_TO DO_
Render every line of the rows below as a Markdown table with the columns "No." and "Line," numbering the lines in order and skipping blank ones. Leave the pictures out of your answer.

# Start of TASK DATA

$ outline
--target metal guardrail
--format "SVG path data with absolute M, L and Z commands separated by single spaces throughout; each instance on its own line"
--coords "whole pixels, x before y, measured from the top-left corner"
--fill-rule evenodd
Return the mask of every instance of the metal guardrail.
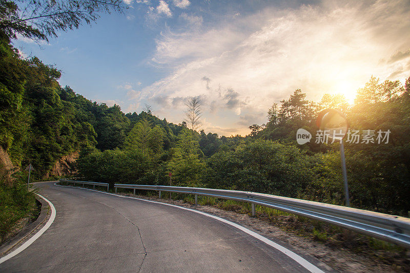
M 86 181 L 75 181 L 75 180 L 66 180 L 65 179 L 60 179 L 60 182 L 64 182 L 65 183 L 72 183 L 75 185 L 76 184 L 82 184 L 83 187 L 84 185 L 92 185 L 93 188 L 95 188 L 95 186 L 102 186 L 107 187 L 107 191 L 108 191 L 110 184 L 108 183 L 100 183 L 99 182 L 89 182 Z
M 131 188 L 170 192 L 194 195 L 195 203 L 198 195 L 247 202 L 252 204 L 252 215 L 255 205 L 275 208 L 347 228 L 355 232 L 410 248 L 410 219 L 375 213 L 351 207 L 337 206 L 283 197 L 269 194 L 212 188 L 129 185 L 115 184 L 117 188 Z

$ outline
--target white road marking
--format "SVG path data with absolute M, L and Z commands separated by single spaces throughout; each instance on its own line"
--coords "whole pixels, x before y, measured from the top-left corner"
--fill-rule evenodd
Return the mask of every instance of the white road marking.
M 30 245 L 32 244 L 34 242 L 34 241 L 37 240 L 37 239 L 38 237 L 41 236 L 42 234 L 44 233 L 44 232 L 47 230 L 47 229 L 49 227 L 50 227 L 50 226 L 51 225 L 51 224 L 53 223 L 53 222 L 54 220 L 54 218 L 55 218 L 55 215 L 56 215 L 55 208 L 54 207 L 54 206 L 53 205 L 52 203 L 50 202 L 49 200 L 48 200 L 45 197 L 42 196 L 41 195 L 40 195 L 39 194 L 37 194 L 37 195 L 38 195 L 38 196 L 39 196 L 40 197 L 41 197 L 42 198 L 44 199 L 45 200 L 46 200 L 47 202 L 47 203 L 48 203 L 48 204 L 50 205 L 50 207 L 51 208 L 51 216 L 50 217 L 50 219 L 49 219 L 48 221 L 47 221 L 47 222 L 46 223 L 46 225 L 43 226 L 42 228 L 42 229 L 40 229 L 39 230 L 38 230 L 37 232 L 37 233 L 34 234 L 34 235 L 33 236 L 33 237 L 32 237 L 29 239 L 28 239 L 27 241 L 26 241 L 25 243 L 24 243 L 23 244 L 22 244 L 22 245 L 20 245 L 20 246 L 17 247 L 17 248 L 16 249 L 15 249 L 15 250 L 12 251 L 12 252 L 9 253 L 8 254 L 6 255 L 5 256 L 4 256 L 4 257 L 2 257 L 1 258 L 0 258 L 0 264 L 5 262 L 6 261 L 8 260 L 9 259 L 10 259 L 10 258 L 11 258 L 17 255 L 17 254 L 18 254 L 19 253 L 22 252 L 23 250 L 24 250 L 24 249 L 27 248 Z
M 162 204 L 163 205 L 166 205 L 167 206 L 173 206 L 173 207 L 177 207 L 178 208 L 181 208 L 182 209 L 185 209 L 186 211 L 189 211 L 190 212 L 194 212 L 194 213 L 198 213 L 198 214 L 202 214 L 202 215 L 204 215 L 206 216 L 208 216 L 208 217 L 211 217 L 211 218 L 213 218 L 213 219 L 214 219 L 215 220 L 217 220 L 218 221 L 220 221 L 221 222 L 222 222 L 223 223 L 225 223 L 226 224 L 230 225 L 231 225 L 231 226 L 233 226 L 234 227 L 236 227 L 236 228 L 238 228 L 238 229 L 240 229 L 241 230 L 242 230 L 242 232 L 244 232 L 245 233 L 247 233 L 249 235 L 251 235 L 251 236 L 253 236 L 253 237 L 255 237 L 255 238 L 256 238 L 256 239 L 257 239 L 258 240 L 260 240 L 260 241 L 262 241 L 262 242 L 263 242 L 265 244 L 268 244 L 268 245 L 270 245 L 271 246 L 272 246 L 273 247 L 274 247 L 275 248 L 277 249 L 279 251 L 281 251 L 281 253 L 283 253 L 285 255 L 288 256 L 289 258 L 290 258 L 292 260 L 293 260 L 295 261 L 296 262 L 297 262 L 298 263 L 299 263 L 302 266 L 303 266 L 303 267 L 304 267 L 305 268 L 306 268 L 306 269 L 309 270 L 310 272 L 312 272 L 313 273 L 324 273 L 324 272 L 323 270 L 322 270 L 321 269 L 320 269 L 319 268 L 318 268 L 317 267 L 316 267 L 313 264 L 312 264 L 310 262 L 309 262 L 308 261 L 307 261 L 305 259 L 302 258 L 301 257 L 299 256 L 299 255 L 298 255 L 297 254 L 296 254 L 296 253 L 295 253 L 293 251 L 291 251 L 291 250 L 288 249 L 286 247 L 285 247 L 284 246 L 282 246 L 280 245 L 280 244 L 278 244 L 277 243 L 275 243 L 275 242 L 274 242 L 274 241 L 272 241 L 271 240 L 269 240 L 267 238 L 264 237 L 262 236 L 262 235 L 258 234 L 256 232 L 253 232 L 253 231 L 251 230 L 250 229 L 248 229 L 246 227 L 243 227 L 243 226 L 242 226 L 241 225 L 238 225 L 238 224 L 234 223 L 233 222 L 231 222 L 230 221 L 228 221 L 227 220 L 224 219 L 223 218 L 221 218 L 220 217 L 218 217 L 218 216 L 215 216 L 215 215 L 212 215 L 212 214 L 209 214 L 206 213 L 204 213 L 204 212 L 200 212 L 199 211 L 196 211 L 195 209 L 192 209 L 191 208 L 188 208 L 187 207 L 182 207 L 182 206 L 177 206 L 176 205 L 173 205 L 172 204 L 168 204 L 168 203 L 162 203 L 161 202 L 157 202 L 157 201 L 151 201 L 151 200 L 145 200 L 145 199 L 141 199 L 140 198 L 136 198 L 135 197 L 131 197 L 130 196 L 124 196 L 122 195 L 119 195 L 118 194 L 111 194 L 111 193 L 106 193 L 105 192 L 101 192 L 100 191 L 96 191 L 95 190 L 91 190 L 90 188 L 83 188 L 83 187 L 80 188 L 80 187 L 73 187 L 73 186 L 63 186 L 63 185 L 57 185 L 57 183 L 58 183 L 58 182 L 57 182 L 55 183 L 54 185 L 55 185 L 56 186 L 60 186 L 60 187 L 72 187 L 72 188 L 81 188 L 81 189 L 83 189 L 83 190 L 87 190 L 88 191 L 93 191 L 93 192 L 97 192 L 98 193 L 102 193 L 106 194 L 109 194 L 110 195 L 114 195 L 115 196 L 118 196 L 118 197 L 122 197 L 124 198 L 130 198 L 130 199 L 136 199 L 136 200 L 141 200 L 141 201 L 145 201 L 146 202 L 151 202 L 151 203 L 156 203 L 157 204 Z

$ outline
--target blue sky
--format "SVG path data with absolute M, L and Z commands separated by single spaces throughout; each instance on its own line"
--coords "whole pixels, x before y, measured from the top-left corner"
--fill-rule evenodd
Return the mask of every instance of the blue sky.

# End of TASK DATA

_THE COMPLETED TASK_
| No. | Line |
|---|---|
| 1 | $ outline |
| 2 | --target metal guardrail |
| 3 | --format "SVG path data with absolute M, L and Z commands separated by single spaces throughout; each instance on its own line" |
| 4 | --coords "whole pixels, x before y, measured from the top-left corner" |
| 5 | --fill-rule evenodd |
| 6 | Return the mask of every instance of the metal guardrail. |
| 7 | M 86 181 L 75 181 L 75 180 L 66 180 L 65 179 L 60 179 L 60 182 L 64 182 L 65 183 L 72 183 L 75 185 L 76 184 L 82 184 L 83 187 L 84 185 L 92 185 L 93 188 L 95 188 L 95 186 L 102 186 L 107 187 L 107 191 L 108 191 L 110 184 L 108 183 L 100 183 L 99 182 L 89 182 Z |
| 8 | M 131 188 L 170 192 L 194 195 L 195 203 L 198 195 L 247 202 L 252 204 L 252 215 L 255 205 L 275 208 L 347 228 L 355 232 L 410 248 L 410 219 L 375 213 L 351 207 L 337 206 L 283 197 L 269 194 L 212 188 L 129 185 L 115 184 L 117 188 Z |
| 9 | $ outline |
| 10 | --target white road marking |
| 11 | --format "SVG path data with absolute M, L and Z commands separated by single spaces throughout; each instance on its own line" |
| 12 | --coords "whole pixels, x before y, measured from the top-left corner" |
| 13 | --fill-rule evenodd |
| 14 | Return the mask of every instance of the white road marking. |
| 15 | M 30 245 L 32 244 L 34 242 L 34 241 L 37 240 L 37 239 L 38 237 L 41 236 L 42 234 L 44 233 L 44 232 L 47 230 L 47 229 L 49 227 L 50 227 L 50 226 L 51 225 L 51 224 L 53 223 L 53 222 L 54 220 L 54 218 L 55 218 L 55 215 L 56 215 L 55 208 L 54 207 L 54 206 L 53 205 L 52 203 L 50 202 L 49 200 L 48 200 L 45 197 L 42 196 L 41 195 L 40 195 L 39 194 L 37 194 L 37 195 L 38 195 L 38 196 L 39 196 L 40 197 L 41 197 L 42 198 L 44 199 L 45 200 L 46 200 L 47 202 L 47 203 L 48 203 L 48 204 L 50 205 L 50 207 L 51 208 L 51 216 L 50 217 L 50 219 L 49 219 L 48 221 L 47 221 L 47 222 L 46 223 L 46 225 L 43 226 L 42 228 L 42 229 L 40 229 L 39 230 L 38 230 L 37 232 L 37 233 L 34 234 L 34 235 L 33 236 L 33 237 L 32 237 L 29 239 L 28 239 L 27 241 L 26 241 L 25 243 L 24 243 L 23 244 L 22 244 L 22 245 L 20 245 L 20 246 L 17 247 L 17 248 L 16 249 L 15 249 L 15 250 L 12 251 L 12 252 L 9 253 L 8 254 L 6 255 L 5 256 L 4 256 L 4 257 L 2 257 L 1 258 L 0 258 L 0 264 L 5 262 L 6 261 L 8 260 L 9 259 L 10 259 L 10 258 L 11 258 L 17 255 L 17 254 L 18 254 L 19 253 L 22 252 L 23 250 L 24 250 L 24 249 L 27 248 Z |
| 16 | M 162 204 L 163 205 L 166 205 L 167 206 L 173 206 L 173 207 L 177 207 L 178 208 L 181 208 L 182 209 L 185 209 L 186 211 L 189 211 L 190 212 L 194 212 L 194 213 L 198 213 L 198 214 L 202 214 L 202 215 L 204 215 L 206 216 L 208 216 L 208 217 L 211 217 L 211 218 L 213 218 L 213 219 L 214 219 L 215 220 L 217 220 L 218 221 L 220 221 L 221 222 L 222 222 L 223 223 L 225 223 L 226 224 L 230 225 L 231 225 L 231 226 L 233 226 L 234 227 L 236 227 L 236 228 L 238 228 L 238 229 L 240 229 L 241 230 L 242 230 L 242 232 L 244 232 L 245 233 L 247 233 L 249 235 L 251 235 L 251 236 L 253 236 L 253 237 L 255 237 L 255 238 L 256 238 L 256 239 L 257 239 L 258 240 L 260 240 L 260 241 L 262 241 L 262 242 L 263 242 L 265 244 L 268 244 L 268 245 L 270 245 L 271 246 L 272 246 L 273 247 L 274 247 L 275 248 L 277 249 L 279 251 L 281 251 L 281 253 L 283 253 L 285 255 L 288 256 L 289 258 L 290 258 L 292 260 L 293 260 L 295 261 L 296 262 L 297 262 L 298 263 L 299 263 L 302 266 L 303 266 L 303 267 L 304 267 L 305 268 L 306 268 L 306 269 L 309 270 L 310 272 L 312 272 L 313 273 L 324 273 L 324 272 L 323 270 L 322 270 L 321 269 L 320 269 L 319 268 L 318 268 L 317 267 L 316 267 L 313 264 L 312 264 L 310 262 L 309 262 L 308 261 L 307 261 L 305 259 L 302 258 L 301 257 L 299 256 L 299 255 L 298 255 L 297 254 L 296 254 L 296 253 L 295 253 L 293 251 L 291 251 L 291 250 L 288 249 L 286 247 L 285 247 L 284 246 L 282 246 L 280 245 L 280 244 L 278 244 L 277 243 L 275 243 L 275 242 L 274 242 L 274 241 L 272 241 L 271 240 L 269 240 L 267 238 L 264 237 L 262 236 L 262 235 L 258 234 L 256 232 L 253 232 L 253 231 L 251 230 L 250 229 L 248 229 L 246 227 L 243 227 L 243 226 L 242 226 L 241 225 L 238 225 L 238 224 L 234 223 L 233 222 L 231 222 L 230 221 L 228 221 L 227 220 L 224 219 L 223 218 L 221 218 L 220 217 L 218 217 L 218 216 L 215 216 L 215 215 L 212 215 L 212 214 L 209 214 L 206 213 L 204 213 L 204 212 L 200 212 L 199 211 L 196 211 L 195 209 L 192 209 L 191 208 L 188 208 L 187 207 L 182 207 L 182 206 L 177 206 L 176 205 L 173 205 L 172 204 L 168 204 L 168 203 L 162 203 L 161 202 L 157 202 L 157 201 L 151 201 L 151 200 L 145 200 L 145 199 L 141 199 L 140 198 L 136 198 L 135 197 L 131 197 L 130 196 L 124 196 L 122 195 L 119 195 L 118 194 L 111 194 L 111 193 L 106 193 L 105 192 L 101 192 L 100 191 L 96 191 L 95 190 L 91 190 L 90 188 L 83 188 L 83 187 L 80 188 L 80 187 L 73 187 L 73 186 L 63 186 L 63 185 L 57 185 L 57 183 L 58 183 L 58 182 L 57 182 L 55 183 L 54 185 L 55 185 L 56 186 L 60 186 L 60 187 L 72 187 L 72 188 L 81 188 L 81 189 L 83 189 L 83 190 L 87 190 L 88 191 L 93 191 L 93 192 L 97 192 L 98 193 L 102 193 L 106 194 L 109 194 L 110 195 L 114 195 L 115 196 L 118 196 L 118 197 L 122 197 L 124 198 L 130 198 L 130 199 L 136 199 L 136 200 L 141 200 L 141 201 L 145 201 L 146 202 L 151 202 L 151 203 L 156 203 L 157 204 Z |
| 17 | $ outline |
| 18 | --target blue sky |
| 19 | --format "SVG path data with absolute M, L and Z commands separated by single spaces throughout; each instance on its own line" |
| 20 | --coords "whole pixels, x before y, measured from the top-left corner" |
| 21 | --fill-rule evenodd |
| 22 | Return the mask of every instance of the blue sky. |